[Saved entries]
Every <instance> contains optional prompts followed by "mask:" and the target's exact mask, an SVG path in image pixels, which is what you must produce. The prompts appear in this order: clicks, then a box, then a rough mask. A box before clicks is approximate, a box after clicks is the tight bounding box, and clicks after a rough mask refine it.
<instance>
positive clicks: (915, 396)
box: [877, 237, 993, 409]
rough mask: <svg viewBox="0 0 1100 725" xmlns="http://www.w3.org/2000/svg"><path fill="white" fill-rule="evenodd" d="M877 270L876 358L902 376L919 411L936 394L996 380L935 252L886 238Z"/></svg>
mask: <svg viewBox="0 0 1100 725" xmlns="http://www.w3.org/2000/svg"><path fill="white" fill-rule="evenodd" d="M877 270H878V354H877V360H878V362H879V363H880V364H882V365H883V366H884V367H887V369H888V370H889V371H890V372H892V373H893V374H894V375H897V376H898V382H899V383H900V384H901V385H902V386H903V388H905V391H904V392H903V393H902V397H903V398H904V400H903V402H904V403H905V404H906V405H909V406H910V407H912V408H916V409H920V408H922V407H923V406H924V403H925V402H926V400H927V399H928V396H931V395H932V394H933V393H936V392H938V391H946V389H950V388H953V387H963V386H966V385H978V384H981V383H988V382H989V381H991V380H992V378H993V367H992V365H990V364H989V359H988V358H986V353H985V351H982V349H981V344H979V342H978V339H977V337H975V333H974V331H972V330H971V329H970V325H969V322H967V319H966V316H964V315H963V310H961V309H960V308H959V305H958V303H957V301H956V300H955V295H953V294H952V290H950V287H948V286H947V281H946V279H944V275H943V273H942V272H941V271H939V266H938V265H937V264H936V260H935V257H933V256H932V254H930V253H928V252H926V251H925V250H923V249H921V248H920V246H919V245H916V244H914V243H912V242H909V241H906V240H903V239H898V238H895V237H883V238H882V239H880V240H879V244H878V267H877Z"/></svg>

### ABOUT THIS TASK
Repeat the data exactly. Leave nothing out.

### COMPLETED EXERCISE
Every <instance> contains optional prompts followed by "mask:" and the target's exact mask, an SVG path in image pixels, which is what you must produce. The prompts appear in this order: clicks, then a box, then a rough mask. A box before clicks is approximate, a box after clicks is the tight bounding box, and clicks after a rough mask refine it.
<instance>
positive clicks: (915, 396)
box: [877, 237, 993, 409]
rough mask: <svg viewBox="0 0 1100 725" xmlns="http://www.w3.org/2000/svg"><path fill="white" fill-rule="evenodd" d="M877 270L876 358L902 376L919 411L936 394L996 380L935 252L886 238Z"/></svg>
mask: <svg viewBox="0 0 1100 725" xmlns="http://www.w3.org/2000/svg"><path fill="white" fill-rule="evenodd" d="M877 270H878V354H877V360H878V362H879V363H880V364H882V365H883V366H884V367H887V369H888V370H889V371H890V372H892V373H893V374H894V375H897V376H898V382H899V383H900V384H901V385H902V386H903V388H905V391H904V392H903V393H902V397H903V398H904V400H903V402H904V403H905V404H906V405H909V406H910V407H912V408H916V409H920V408H922V407H923V406H924V403H925V402H926V400H927V399H928V396H931V395H932V394H933V393H936V392H938V391H946V389H950V388H953V387H963V386H966V385H978V384H981V383H988V382H989V381H991V380H992V378H993V367H992V365H990V364H989V359H988V358H986V353H985V351H982V349H981V344H979V342H978V339H977V337H975V333H974V331H972V330H971V329H970V325H969V322H967V319H966V316H964V315H963V310H961V309H960V308H959V305H958V303H957V301H956V300H955V295H953V294H952V290H950V287H948V286H947V281H946V279H944V275H943V273H942V272H941V271H939V266H938V265H937V264H936V260H935V257H933V256H932V254H930V253H928V252H926V251H925V250H923V249H921V248H920V246H919V245H916V244H914V243H912V242H909V241H906V240H903V239H898V238H895V237H883V238H882V239H880V240H879V244H878V267H877Z"/></svg>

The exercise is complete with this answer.